▸ **PASSAGE GIVEN**:
** BEGIN **

The Twickenham Museum
People : Artists and Painters

Samuel Scott
Painter of views of Twickenham riverside
c1702-1772

detail from a view of Twickenham's riverside painted by Samuel Scott

The English Canaletto

Samuel Scott, sometimes described as the English Canaletto, painted a number of views of Twickenham's riverside, some of them more than once: there are three versions of Alexander Pope's Villa as extended by Sir William Stanhope, dating from about 1758.

Horace Walpole, the Earl of Radnor and Richard Owen Cambridge were numbered among his local patrons: he provided decorated panels for Cambridge's Venetian barge at Whitminster in Gloucestershire.

Mrs Scott appears to have rented a cottage from about 1748, near Strawberry Hill. Evidence for this depends upon entries in the Poor Rate Books and a statement by Horace Walpole in a letter of 14 July that year: "...my brother Ned's eldest girl is come to Mrs Scott, the painter's wife at next door: the child is in a consumption, and so seeing her so ill lodged, I could not help offering her my house...". The daughter was Laura and Ned was his brother Edward, thought, from other evidence, to have developed an affection for the painter's wife.

** END **

▸ **SUPPLIED ENTRIES**:

** BEGIN **

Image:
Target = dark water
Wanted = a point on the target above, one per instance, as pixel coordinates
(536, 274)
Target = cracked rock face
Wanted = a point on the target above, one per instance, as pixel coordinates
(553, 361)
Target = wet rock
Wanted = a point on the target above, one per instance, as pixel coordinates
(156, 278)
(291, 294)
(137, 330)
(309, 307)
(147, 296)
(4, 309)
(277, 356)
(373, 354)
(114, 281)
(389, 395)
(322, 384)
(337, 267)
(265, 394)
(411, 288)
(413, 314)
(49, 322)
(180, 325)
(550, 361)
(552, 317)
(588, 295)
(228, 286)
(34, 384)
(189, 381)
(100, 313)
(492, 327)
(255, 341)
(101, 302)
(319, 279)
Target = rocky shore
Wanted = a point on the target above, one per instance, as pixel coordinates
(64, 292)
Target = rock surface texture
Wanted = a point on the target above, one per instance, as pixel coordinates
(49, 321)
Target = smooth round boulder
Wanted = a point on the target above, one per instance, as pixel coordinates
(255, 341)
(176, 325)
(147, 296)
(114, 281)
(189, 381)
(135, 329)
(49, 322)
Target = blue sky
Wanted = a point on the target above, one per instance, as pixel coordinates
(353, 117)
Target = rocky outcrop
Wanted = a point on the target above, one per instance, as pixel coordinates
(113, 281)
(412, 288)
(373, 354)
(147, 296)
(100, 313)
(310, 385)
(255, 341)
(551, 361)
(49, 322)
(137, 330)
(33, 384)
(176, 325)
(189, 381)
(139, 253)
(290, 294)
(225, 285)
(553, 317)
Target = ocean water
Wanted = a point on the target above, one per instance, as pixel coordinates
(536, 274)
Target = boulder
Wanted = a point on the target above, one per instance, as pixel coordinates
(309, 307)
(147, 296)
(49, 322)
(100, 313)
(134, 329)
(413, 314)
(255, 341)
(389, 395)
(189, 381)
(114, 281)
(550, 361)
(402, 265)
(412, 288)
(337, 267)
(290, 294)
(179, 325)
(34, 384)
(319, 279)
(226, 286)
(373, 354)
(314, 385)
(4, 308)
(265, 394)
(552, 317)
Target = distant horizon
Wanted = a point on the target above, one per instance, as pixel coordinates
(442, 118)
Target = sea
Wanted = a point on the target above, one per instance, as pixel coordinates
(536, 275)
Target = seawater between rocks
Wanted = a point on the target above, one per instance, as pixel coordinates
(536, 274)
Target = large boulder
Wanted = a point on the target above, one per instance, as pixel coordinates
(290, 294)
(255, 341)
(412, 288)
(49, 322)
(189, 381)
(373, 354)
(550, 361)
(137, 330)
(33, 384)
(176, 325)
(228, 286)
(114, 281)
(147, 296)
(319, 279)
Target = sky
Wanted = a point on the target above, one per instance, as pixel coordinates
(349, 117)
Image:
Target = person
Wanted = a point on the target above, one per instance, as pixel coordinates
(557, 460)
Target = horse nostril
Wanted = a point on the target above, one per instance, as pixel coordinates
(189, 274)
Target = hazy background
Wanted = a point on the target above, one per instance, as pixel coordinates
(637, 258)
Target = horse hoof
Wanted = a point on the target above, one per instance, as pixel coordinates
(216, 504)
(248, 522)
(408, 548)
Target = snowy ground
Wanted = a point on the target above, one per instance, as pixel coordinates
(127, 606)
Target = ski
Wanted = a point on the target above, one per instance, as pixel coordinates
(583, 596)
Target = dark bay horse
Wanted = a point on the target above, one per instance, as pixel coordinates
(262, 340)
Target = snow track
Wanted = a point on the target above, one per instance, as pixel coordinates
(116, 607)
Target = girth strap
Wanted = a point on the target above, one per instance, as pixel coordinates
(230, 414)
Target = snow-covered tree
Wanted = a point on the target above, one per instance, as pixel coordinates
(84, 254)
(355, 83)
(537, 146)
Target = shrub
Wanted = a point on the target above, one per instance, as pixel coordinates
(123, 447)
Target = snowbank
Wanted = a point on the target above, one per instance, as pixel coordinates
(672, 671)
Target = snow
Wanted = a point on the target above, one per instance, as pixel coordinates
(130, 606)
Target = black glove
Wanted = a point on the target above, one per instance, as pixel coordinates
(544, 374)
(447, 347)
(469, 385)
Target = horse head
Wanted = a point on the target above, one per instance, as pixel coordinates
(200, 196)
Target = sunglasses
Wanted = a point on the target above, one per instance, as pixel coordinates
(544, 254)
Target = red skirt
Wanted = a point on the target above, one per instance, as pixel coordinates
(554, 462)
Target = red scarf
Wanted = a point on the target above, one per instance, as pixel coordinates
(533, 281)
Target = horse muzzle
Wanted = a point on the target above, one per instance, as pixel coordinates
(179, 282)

** END **

▸ **PROBLEM**:
In the page on Samuel Scott, whose Venetian barge did he decorate with panels?

▸ **RESPONSE**:
Richard Owen Cambridge's.